◆ **Do this**
Rewrite the stretch of lines from the one containing "Can you see the green astroturf" through the one containing "(1160, 838)", substituting "Indicate" for every "Mark" and keeping everything else the same. Give only those lines, and leave out the pictures.

-- START Excerpted data --

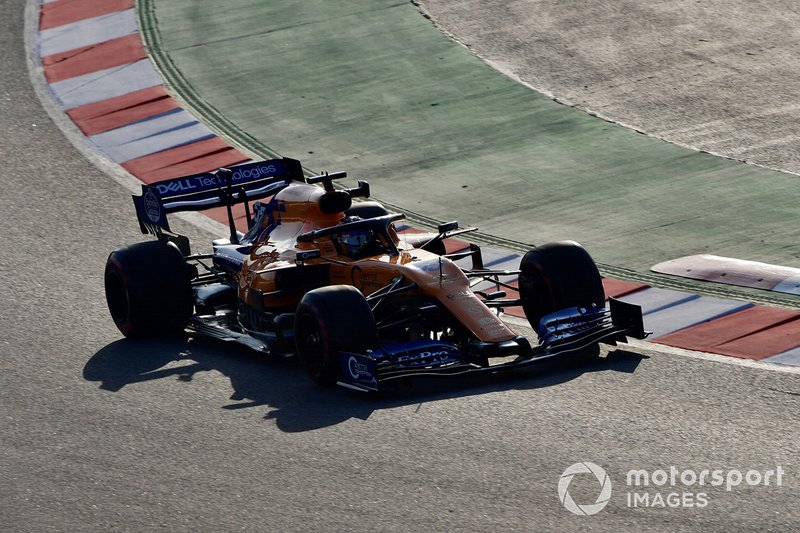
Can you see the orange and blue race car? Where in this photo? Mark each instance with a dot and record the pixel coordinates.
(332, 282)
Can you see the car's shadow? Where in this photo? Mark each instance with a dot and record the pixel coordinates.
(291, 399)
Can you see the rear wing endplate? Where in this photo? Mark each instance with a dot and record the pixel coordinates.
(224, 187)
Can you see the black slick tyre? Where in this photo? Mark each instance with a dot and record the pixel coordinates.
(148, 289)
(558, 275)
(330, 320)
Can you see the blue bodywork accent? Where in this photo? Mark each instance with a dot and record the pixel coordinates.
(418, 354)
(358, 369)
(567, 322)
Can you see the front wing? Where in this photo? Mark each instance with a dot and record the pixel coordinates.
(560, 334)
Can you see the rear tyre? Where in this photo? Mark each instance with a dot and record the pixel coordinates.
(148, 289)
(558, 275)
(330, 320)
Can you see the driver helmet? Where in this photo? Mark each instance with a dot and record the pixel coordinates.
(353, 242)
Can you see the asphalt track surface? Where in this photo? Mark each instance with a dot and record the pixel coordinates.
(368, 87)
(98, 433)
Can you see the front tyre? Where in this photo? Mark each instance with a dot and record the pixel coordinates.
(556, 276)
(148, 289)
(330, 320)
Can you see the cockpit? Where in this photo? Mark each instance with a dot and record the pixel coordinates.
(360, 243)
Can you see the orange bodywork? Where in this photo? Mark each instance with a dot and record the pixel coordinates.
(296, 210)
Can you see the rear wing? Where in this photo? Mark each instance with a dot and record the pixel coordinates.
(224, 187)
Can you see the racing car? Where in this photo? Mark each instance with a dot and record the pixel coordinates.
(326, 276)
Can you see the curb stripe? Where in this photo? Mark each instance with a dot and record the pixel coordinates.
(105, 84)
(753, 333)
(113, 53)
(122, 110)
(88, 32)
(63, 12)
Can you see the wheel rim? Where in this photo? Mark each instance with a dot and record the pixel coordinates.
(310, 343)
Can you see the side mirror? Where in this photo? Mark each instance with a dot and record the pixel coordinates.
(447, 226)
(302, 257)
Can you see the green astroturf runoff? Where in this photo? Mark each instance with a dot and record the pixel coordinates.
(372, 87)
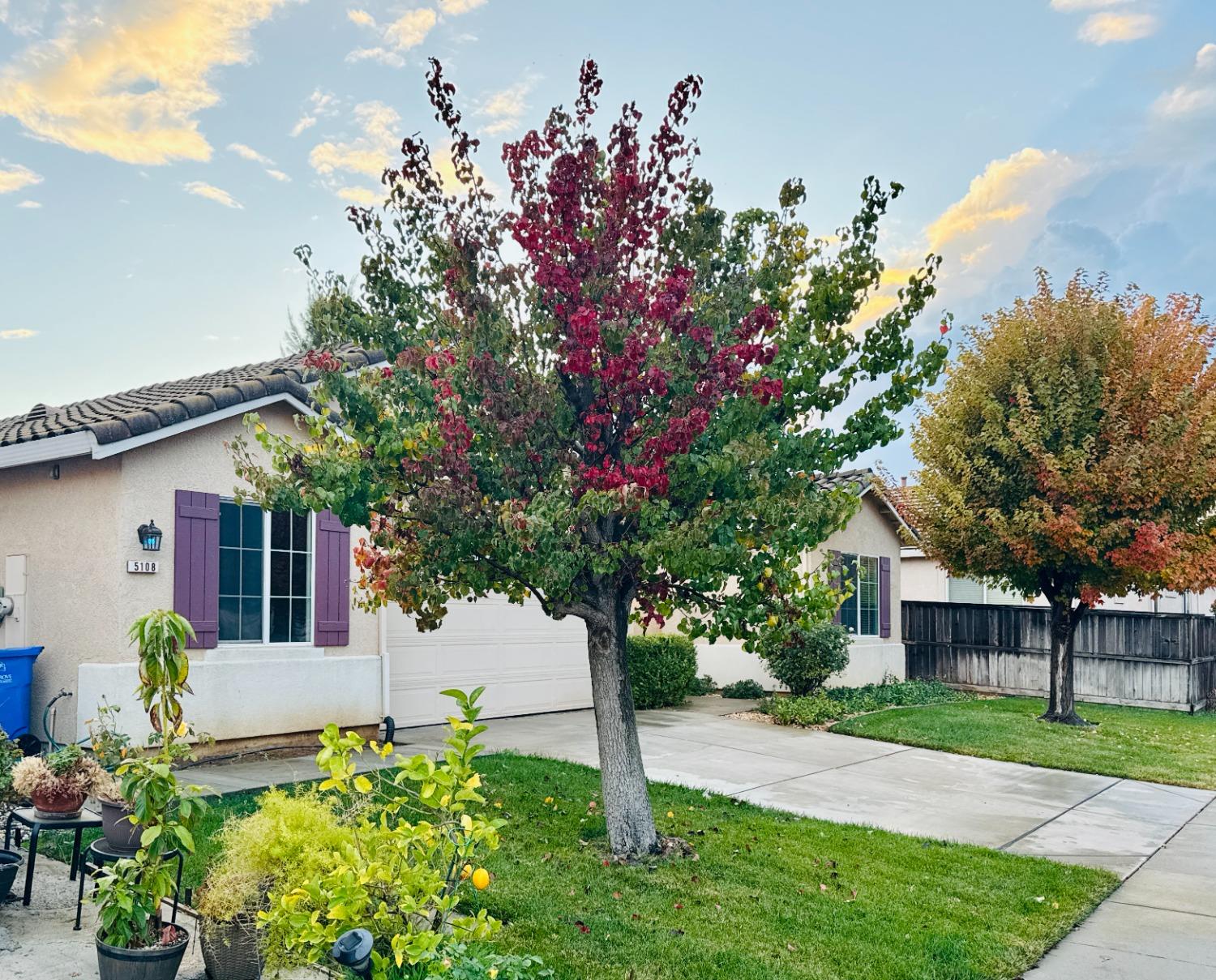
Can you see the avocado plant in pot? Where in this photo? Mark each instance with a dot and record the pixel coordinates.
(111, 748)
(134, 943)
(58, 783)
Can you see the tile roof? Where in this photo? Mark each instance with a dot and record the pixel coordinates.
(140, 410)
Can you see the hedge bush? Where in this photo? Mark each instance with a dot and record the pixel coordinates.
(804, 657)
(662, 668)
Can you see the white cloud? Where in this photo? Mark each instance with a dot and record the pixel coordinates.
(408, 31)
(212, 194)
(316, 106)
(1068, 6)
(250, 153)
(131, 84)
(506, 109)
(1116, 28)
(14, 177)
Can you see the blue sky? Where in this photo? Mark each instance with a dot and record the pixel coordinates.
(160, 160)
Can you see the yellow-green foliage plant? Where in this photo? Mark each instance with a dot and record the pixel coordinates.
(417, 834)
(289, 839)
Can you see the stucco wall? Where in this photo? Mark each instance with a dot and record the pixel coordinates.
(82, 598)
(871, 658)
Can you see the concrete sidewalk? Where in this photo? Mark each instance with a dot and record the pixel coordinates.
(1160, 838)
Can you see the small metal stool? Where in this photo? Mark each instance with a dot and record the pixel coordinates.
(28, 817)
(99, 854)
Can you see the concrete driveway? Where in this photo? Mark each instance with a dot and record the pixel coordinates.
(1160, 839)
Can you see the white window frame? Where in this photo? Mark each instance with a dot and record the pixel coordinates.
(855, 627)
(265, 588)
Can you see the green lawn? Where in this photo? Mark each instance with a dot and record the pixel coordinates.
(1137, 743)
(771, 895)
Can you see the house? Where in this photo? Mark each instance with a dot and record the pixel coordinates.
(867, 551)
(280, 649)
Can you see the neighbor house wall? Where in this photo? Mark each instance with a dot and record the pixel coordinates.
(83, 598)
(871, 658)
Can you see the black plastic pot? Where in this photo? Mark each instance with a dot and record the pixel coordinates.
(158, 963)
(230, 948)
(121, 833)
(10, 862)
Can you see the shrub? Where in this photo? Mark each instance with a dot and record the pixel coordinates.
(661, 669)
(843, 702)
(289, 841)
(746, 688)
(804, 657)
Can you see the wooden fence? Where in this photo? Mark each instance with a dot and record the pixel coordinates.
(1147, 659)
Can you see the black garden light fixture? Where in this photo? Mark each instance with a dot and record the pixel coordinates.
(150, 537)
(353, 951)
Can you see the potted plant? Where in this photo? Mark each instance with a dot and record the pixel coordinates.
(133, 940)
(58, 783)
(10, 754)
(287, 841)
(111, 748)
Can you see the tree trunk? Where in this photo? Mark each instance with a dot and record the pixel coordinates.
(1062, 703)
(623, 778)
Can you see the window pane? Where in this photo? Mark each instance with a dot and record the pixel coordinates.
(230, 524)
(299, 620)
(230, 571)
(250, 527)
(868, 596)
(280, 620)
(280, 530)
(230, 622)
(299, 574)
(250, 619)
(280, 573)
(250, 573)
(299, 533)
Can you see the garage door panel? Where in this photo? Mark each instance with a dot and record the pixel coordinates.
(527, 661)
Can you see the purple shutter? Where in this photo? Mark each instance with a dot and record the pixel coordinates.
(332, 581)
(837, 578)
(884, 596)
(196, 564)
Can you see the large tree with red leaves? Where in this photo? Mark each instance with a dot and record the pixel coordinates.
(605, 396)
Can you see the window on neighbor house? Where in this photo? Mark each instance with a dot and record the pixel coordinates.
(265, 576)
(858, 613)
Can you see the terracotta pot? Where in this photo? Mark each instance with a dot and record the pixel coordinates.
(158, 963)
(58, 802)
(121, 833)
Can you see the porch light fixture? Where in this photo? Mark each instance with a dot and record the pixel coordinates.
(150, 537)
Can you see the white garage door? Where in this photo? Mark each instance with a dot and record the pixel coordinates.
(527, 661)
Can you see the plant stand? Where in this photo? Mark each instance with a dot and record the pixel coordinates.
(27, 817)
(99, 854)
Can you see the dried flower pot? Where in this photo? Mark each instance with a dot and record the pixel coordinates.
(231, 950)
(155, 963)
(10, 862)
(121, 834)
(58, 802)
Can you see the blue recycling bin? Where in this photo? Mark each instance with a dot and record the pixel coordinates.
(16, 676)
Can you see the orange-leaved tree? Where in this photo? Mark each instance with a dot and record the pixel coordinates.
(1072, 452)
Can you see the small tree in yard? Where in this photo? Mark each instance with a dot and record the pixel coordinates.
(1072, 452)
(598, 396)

-- END Excerpted data --
-- START Excerpted data --

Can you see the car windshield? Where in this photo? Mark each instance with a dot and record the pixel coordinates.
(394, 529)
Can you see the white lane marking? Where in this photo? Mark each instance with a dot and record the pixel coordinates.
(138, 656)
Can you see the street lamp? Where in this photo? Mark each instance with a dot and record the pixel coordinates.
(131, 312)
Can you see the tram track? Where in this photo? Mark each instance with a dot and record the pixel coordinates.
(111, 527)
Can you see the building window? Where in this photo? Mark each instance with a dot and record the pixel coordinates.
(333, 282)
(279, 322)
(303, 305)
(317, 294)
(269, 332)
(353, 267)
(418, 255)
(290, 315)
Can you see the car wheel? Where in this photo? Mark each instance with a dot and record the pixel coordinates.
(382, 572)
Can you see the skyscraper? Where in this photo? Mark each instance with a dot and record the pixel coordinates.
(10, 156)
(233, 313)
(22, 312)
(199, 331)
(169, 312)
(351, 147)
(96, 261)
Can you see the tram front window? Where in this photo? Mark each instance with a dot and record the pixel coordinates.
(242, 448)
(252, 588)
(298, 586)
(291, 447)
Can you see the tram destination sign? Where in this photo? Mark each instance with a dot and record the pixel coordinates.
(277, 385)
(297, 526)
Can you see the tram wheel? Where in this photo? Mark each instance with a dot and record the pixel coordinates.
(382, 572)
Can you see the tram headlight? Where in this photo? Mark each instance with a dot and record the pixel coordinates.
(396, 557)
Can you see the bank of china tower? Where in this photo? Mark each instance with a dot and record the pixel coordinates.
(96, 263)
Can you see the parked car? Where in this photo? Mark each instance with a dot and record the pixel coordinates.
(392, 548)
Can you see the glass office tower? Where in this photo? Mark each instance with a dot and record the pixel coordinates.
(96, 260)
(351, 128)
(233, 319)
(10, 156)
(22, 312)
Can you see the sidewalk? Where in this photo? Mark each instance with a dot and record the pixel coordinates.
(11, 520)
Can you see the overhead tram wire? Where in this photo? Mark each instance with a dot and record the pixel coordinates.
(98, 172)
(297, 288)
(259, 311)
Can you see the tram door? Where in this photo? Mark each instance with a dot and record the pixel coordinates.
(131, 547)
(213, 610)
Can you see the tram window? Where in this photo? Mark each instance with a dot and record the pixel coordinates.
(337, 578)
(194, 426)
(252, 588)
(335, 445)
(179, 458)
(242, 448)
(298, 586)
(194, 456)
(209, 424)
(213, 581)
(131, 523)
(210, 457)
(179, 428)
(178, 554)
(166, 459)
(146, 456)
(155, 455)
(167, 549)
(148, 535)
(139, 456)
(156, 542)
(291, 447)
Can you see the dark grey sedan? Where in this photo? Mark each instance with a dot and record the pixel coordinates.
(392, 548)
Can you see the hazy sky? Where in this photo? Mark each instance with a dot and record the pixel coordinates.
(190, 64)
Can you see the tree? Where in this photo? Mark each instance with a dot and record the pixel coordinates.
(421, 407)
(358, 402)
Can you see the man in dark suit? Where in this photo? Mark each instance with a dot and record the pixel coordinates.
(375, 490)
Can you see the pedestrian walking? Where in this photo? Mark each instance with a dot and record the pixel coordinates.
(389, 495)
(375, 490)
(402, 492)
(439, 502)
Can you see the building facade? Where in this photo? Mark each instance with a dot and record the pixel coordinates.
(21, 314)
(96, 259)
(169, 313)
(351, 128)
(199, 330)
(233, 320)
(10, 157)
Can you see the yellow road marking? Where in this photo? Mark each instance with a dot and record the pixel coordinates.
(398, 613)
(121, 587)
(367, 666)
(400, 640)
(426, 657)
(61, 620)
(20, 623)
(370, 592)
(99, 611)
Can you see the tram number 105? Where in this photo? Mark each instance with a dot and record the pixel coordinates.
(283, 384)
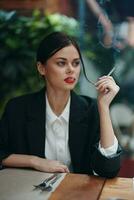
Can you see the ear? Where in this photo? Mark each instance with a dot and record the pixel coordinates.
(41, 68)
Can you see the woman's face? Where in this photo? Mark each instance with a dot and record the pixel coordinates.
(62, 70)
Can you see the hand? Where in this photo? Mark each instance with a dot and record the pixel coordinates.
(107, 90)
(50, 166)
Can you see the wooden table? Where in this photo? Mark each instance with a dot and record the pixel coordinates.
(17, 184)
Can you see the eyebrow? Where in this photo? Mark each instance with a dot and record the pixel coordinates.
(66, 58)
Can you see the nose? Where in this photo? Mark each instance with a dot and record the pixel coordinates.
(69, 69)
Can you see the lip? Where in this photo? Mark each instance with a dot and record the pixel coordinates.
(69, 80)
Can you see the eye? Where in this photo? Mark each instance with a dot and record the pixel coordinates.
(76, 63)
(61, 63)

-- END Excerpted data --
-- START Excerpted data --

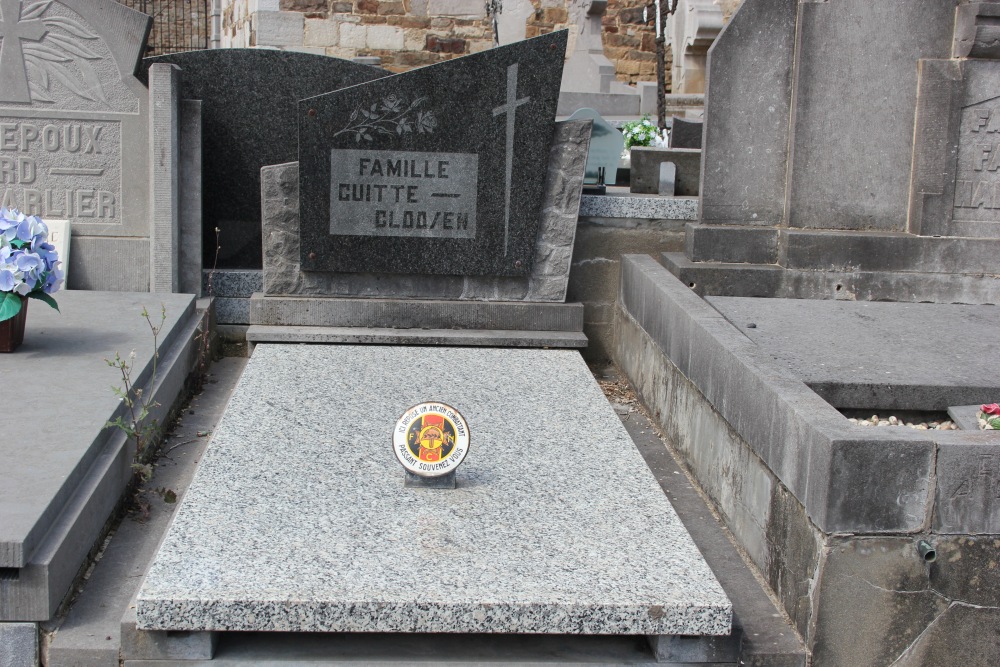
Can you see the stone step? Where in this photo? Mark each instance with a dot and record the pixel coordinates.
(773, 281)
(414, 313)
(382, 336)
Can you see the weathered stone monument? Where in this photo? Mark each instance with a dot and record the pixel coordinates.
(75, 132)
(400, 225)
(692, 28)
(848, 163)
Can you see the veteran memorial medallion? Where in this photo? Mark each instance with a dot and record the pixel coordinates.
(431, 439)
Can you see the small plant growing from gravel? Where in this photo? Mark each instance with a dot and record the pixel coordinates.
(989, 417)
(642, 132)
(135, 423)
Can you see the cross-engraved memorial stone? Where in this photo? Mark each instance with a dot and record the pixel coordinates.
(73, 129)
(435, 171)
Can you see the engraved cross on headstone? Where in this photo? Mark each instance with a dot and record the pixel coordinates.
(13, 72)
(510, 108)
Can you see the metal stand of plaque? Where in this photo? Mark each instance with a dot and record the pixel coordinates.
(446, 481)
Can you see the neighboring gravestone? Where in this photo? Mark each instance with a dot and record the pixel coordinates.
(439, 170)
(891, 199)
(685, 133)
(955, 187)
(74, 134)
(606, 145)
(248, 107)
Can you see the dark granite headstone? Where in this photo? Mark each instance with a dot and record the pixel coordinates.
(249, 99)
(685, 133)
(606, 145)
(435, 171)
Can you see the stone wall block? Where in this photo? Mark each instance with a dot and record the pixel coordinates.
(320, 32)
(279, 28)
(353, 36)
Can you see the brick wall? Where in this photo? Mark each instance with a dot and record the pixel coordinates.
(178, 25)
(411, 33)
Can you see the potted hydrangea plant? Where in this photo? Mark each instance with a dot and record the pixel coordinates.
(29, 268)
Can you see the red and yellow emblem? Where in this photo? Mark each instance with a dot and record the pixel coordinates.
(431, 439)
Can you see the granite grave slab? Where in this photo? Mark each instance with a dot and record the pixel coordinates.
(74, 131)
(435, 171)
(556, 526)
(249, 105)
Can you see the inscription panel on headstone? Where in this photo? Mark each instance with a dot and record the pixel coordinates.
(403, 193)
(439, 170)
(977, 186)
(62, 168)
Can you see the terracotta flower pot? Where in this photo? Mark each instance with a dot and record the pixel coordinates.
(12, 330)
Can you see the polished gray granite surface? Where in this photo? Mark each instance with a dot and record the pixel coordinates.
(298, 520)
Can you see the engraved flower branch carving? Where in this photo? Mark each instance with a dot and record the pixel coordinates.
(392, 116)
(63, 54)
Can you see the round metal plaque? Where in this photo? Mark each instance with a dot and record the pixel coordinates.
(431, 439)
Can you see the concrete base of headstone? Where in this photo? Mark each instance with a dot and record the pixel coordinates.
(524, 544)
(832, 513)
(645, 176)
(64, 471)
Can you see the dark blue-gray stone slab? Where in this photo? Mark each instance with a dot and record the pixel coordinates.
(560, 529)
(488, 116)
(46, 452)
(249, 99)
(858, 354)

-- END Excerpted data --

◆ **Solution to the problem**
Can you see the green astroturf runoff? Where in this photo? Indicate each instance with a dot and record the pixel coordinates.
(372, 87)
Can you see the avocado plant in pot? Where in this photo? Indicate each instance with a dot and record the pixel coordinates.
(111, 748)
(134, 943)
(58, 783)
Can you see the tile roof? Where in this photo? Indicate each instance with a dot and record the pixel coordinates.
(140, 410)
Can you see the hedge bush? Where in this photo? Indicate each instance with a dot and record the pixel coordinates.
(804, 657)
(662, 668)
Can you see the white cloud? Where in this photo? Indicate each instance with a dot and record the pixel coordinates.
(408, 31)
(212, 194)
(316, 106)
(1068, 6)
(250, 153)
(131, 84)
(506, 109)
(1116, 28)
(14, 177)
Can you see the blue sky? Where in this photo? Indicate each instance with a dot and record the pixel coordinates.
(160, 160)
Can you see the yellow-green foliage plant? Where in this photo? Indicate each instance with a dot and record the pixel coordinates.
(417, 834)
(289, 839)
Can you see the stucco wall? Where in this photo? Indicate each instance with a dot and record the pixel coordinates.
(82, 598)
(871, 658)
Can you see the concrete sidewalk? Where in this photo? Indicate each instance with a dot and record the pixel coordinates.
(1160, 838)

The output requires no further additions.